▶ EXERCISE PROMPT:
Below are two blocks of records. Reproduce exactly the lines starting at the line that contains "Quick question about the image above: does any grease" and ending at the line that contains "120 229 498 514", both included, and nothing else.
========================
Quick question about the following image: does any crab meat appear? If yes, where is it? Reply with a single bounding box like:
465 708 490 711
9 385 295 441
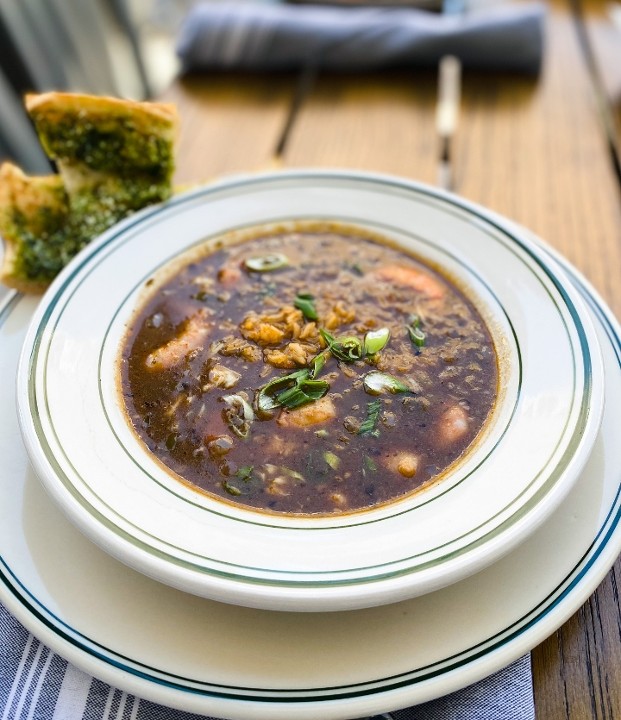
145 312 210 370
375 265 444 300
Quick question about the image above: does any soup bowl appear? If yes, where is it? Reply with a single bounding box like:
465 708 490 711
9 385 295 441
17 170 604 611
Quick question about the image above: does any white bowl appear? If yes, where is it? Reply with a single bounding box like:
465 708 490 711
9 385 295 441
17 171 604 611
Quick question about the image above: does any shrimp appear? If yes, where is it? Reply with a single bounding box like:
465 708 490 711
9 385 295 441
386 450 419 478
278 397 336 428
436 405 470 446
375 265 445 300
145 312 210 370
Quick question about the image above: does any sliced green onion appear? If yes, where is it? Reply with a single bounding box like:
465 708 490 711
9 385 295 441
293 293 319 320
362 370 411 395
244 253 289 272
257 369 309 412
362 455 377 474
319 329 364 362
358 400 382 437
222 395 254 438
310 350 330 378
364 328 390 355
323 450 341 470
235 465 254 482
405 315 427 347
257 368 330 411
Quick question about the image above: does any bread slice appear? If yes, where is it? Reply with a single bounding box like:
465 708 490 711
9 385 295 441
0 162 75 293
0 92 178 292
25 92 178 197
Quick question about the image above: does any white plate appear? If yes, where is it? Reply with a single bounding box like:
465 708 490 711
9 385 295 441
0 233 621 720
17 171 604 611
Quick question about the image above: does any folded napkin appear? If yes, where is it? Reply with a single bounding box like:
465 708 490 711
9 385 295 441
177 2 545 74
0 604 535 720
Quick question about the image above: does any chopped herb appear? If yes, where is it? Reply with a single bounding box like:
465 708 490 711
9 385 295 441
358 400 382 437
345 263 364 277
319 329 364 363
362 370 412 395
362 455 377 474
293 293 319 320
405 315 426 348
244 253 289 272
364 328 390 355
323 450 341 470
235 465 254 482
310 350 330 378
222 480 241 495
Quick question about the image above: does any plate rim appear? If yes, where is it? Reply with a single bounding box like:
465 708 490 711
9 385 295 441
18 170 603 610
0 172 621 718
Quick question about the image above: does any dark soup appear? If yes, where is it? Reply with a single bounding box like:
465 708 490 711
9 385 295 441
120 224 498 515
========================
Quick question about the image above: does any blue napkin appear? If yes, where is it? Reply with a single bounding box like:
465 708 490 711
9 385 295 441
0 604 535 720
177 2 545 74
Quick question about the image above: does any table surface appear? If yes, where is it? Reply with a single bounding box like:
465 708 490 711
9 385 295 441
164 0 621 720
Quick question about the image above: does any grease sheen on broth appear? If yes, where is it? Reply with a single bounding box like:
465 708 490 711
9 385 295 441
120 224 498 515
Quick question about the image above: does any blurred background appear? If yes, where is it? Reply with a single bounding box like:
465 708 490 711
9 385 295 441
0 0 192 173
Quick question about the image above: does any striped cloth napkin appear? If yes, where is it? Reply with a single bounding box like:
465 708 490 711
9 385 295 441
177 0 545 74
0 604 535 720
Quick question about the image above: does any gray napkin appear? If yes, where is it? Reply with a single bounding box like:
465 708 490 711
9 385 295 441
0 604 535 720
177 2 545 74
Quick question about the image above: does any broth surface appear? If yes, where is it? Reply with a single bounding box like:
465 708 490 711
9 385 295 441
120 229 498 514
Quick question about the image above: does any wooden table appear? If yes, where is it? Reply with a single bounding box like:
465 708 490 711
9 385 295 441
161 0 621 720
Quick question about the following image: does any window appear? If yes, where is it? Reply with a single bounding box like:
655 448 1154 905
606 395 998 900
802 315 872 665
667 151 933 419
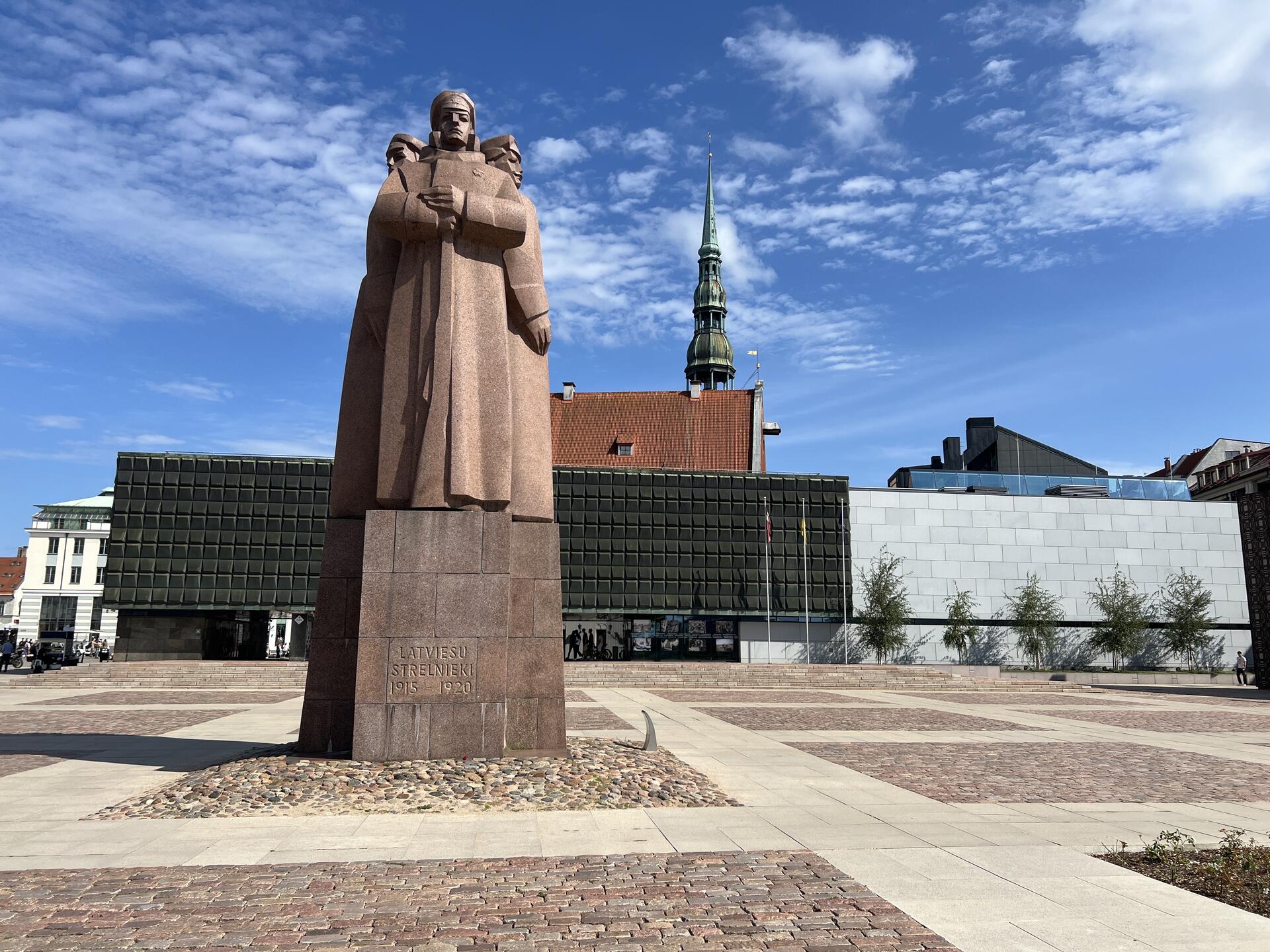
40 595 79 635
========================
▶ SOLUTION FOR THIS TASK:
Quick question about the image above: does any grease sheen on broth appear? If yes, where is it? Reply with a single bounding box like:
465 708 490 711
9 385 295 441
120 224 498 515
Quick question about the image above: does any blurred background appear? If yes, where is it? Reply with a single bounding box like:
465 708 490 711
9 385 295 441
0 0 192 173
Quick question about the image above: does any striped cloth napkin appear? If yes, where is it? Reply with a single bounding box like:
465 708 490 711
9 385 295 441
177 0 545 74
0 604 535 720
Quick question about the image above: does any gray napkin appear? If yes, where is it? Reply with a single bounding box like:
465 708 490 711
9 385 295 441
0 604 535 720
177 2 545 74
Quick question about the image above: does any broth surface appear? If yes, where is it? Reply with a single bounding box like:
465 708 490 711
9 385 295 441
120 229 498 514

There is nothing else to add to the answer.